- **DIRECTIONS FOR THIS TASK**
Go through the entries below and print each one exactly, leaving out pictures.

[Extracted records]
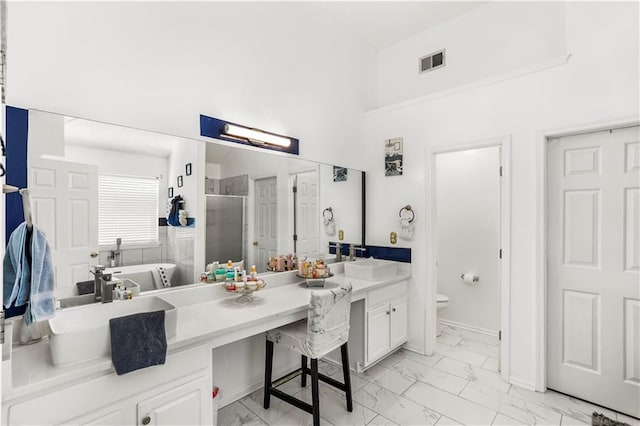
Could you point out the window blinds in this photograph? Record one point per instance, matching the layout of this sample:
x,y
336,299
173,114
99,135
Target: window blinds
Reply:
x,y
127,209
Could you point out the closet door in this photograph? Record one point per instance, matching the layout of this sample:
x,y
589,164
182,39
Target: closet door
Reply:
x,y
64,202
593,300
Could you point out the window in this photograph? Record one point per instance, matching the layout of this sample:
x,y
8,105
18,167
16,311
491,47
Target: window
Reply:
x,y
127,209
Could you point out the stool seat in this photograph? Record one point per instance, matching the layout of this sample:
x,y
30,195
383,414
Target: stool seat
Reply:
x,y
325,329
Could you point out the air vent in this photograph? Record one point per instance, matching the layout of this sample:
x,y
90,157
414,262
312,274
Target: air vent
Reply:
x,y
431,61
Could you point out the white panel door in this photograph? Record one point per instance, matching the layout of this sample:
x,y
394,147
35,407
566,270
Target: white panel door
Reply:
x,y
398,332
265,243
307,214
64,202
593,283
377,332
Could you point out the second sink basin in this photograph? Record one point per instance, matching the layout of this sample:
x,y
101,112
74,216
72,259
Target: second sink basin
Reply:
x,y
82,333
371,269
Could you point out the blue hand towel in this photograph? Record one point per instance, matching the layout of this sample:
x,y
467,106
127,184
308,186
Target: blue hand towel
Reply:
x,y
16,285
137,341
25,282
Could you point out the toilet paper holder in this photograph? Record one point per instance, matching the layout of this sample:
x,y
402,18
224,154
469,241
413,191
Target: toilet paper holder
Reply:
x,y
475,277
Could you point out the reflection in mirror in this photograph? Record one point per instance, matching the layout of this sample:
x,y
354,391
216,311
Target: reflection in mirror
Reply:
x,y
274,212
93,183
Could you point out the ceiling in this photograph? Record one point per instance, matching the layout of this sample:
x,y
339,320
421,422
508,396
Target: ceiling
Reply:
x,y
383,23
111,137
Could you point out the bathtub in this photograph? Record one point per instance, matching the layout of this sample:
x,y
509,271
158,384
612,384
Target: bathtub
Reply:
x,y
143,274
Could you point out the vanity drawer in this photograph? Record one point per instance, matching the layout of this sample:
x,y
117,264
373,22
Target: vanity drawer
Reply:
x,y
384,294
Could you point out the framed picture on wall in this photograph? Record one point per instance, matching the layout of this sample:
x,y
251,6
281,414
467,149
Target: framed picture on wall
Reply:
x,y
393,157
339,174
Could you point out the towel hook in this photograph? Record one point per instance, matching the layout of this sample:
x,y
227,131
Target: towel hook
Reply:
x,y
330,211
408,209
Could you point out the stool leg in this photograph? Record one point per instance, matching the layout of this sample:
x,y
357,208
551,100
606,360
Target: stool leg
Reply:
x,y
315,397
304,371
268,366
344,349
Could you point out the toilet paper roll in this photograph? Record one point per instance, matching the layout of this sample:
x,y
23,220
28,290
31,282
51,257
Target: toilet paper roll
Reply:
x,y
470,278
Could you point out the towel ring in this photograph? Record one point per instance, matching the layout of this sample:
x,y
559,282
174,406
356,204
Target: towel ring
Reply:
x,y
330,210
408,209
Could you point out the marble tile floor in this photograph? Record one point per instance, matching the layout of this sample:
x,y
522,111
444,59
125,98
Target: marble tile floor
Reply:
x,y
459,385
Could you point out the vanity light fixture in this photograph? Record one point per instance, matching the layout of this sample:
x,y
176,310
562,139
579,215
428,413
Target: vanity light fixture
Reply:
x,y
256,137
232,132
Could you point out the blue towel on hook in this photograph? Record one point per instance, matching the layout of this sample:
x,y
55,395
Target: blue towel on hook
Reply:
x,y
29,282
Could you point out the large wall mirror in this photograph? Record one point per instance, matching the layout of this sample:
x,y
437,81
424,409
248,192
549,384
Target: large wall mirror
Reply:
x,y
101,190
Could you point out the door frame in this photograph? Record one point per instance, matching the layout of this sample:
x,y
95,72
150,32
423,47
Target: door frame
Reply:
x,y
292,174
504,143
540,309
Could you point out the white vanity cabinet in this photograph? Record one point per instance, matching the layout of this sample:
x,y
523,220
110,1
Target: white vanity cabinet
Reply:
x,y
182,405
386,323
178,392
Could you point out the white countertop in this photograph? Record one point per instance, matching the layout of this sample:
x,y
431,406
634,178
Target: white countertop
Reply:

- **COMPLETED EXERCISE**
Could you point out the window blinds in this photograph? Record one point per instance, matching the layout of this sample:
x,y
336,299
173,114
99,135
Target: window blinds
Reply:
x,y
127,209
Could you point out the closet door in this photograph? Record one point per instance, matching the layout of this sample:
x,y
589,164
182,39
Target: closet door
Reply:
x,y
64,202
593,300
Could you point out the window in this photograph? Record one point per instance, matching the layout of this sample:
x,y
8,105
18,167
16,311
491,47
Target: window
Reply:
x,y
127,209
Could you point out the stool seat in this photograph? Record one point per instance, matching the layout of this sample:
x,y
30,195
383,414
Target: stool seat
Reply:
x,y
325,329
Could you point out the air vent in this photograph? Record one point per instance, matching the layout of this sample:
x,y
90,157
414,262
312,274
Target: air vent
Reply:
x,y
431,61
Could you point out the white panel door in this photograph? Record one point per instance, matching the layout of this sample:
x,y
394,147
35,407
566,270
Target: white panel door
Reply:
x,y
398,332
265,243
307,214
64,202
593,283
377,332
Could you point out the second sink basin in this photograph? Record one point per instance, matching the layout of this sample:
x,y
101,112
74,216
72,259
Target: second sink basin
Reply:
x,y
82,333
371,269
Could you point out the blue hand towel in this photograph? Record one point per instance, matching the layout of this sample:
x,y
467,106
127,184
308,186
Target: blue hand towel
Reply:
x,y
16,285
137,341
25,282
Could you point out the toilet paper holder in this photograph? Record one point per instance, matching the layout of this sample:
x,y
402,18
224,154
469,241
413,191
Target: toilet paper holder
Reply:
x,y
475,277
Could you point out the reflection in mirror in this photograph? Record one point per instance, matching the layout of this sample:
x,y
354,391
216,311
Target: reflection in mirror
Reply:
x,y
274,212
93,183
Could you point out the ceiling in this photograph? Record one point per instance, matching the layout of this sample:
x,y
339,320
421,422
508,396
Target: ceiling
Reply:
x,y
383,23
111,137
Could you point out the bathtub in this photograph? Record one point per instance, matching the layout of this sample:
x,y
509,271
158,384
612,384
Target: bathtub
Reply:
x,y
143,274
Could you point out the vanity drawer in this photograph? Record one point per instance, matching the layout of this sample:
x,y
117,264
373,22
Target: vanity drawer
Reply:
x,y
384,294
Could you point out the framed picture on wall in this photograph? Record one point per instance, matching the layout of this sample:
x,y
251,6
281,414
467,149
Target: framed picture on wall
Reply:
x,y
393,157
339,174
Could you point out the towel hook in this photograph? Record one point per instance, matching the layout of this sample:
x,y
227,131
Target: towel hook
Reply:
x,y
330,211
408,209
Could you point out the stool leg in this photograph? Record one point per instance, matching the layout of this sample:
x,y
357,208
551,100
606,360
Target: stool leg
Reply:
x,y
315,397
304,371
268,366
344,349
Could you point out the toilet paper roll in this photograph? Record one point per instance, matching the layout of this sample:
x,y
23,220
28,290
31,282
51,257
Target: toilet paper roll
Reply:
x,y
470,278
Could you point out the towel ring in this photograph? Record one point per instance, matching the layout of this sample:
x,y
559,282
174,406
356,204
Target: towel ring
Reply:
x,y
330,210
408,209
Could you point out the marble tile floor in this photograph? Record one point per instance, matching the layout of this sample:
x,y
522,111
444,59
125,98
Target: marble tile floor
Reply:
x,y
459,385
Could you point out the vanity light fixture in this photograph? Record one point per instance, matching the layout of this sample:
x,y
176,310
562,139
579,215
428,413
Target: vanity light fixture
Reply:
x,y
256,137
232,132
Could you point out the blue towel on hook in this photograph? Record one point per instance, matching the layout of this sample:
x,y
55,395
Target: blue towel on hook
Reply:
x,y
29,282
Could you point out the large wall mirror in this photograph? Record one point per instance, matching the layout of this sample:
x,y
437,81
424,409
248,192
549,384
Target: large wall mirror
Reply:
x,y
101,190
Could you point out the door frame in this photograph? Record one point per instance, matching the layout of this sample:
x,y
95,72
150,32
423,47
Target: door frame
Reply:
x,y
292,174
504,143
540,309
Could you point out the white vanity cabinet in this photograph? Record one point per instance, matching the layout of this sample:
x,y
523,220
110,1
Target: white vanity cabinet
Reply:
x,y
182,405
386,323
178,392
Could you point out the white countertop in this photograph? Record one point per instance, matching the layout of this sample:
x,y
431,406
634,178
Target: white countertop
Reply:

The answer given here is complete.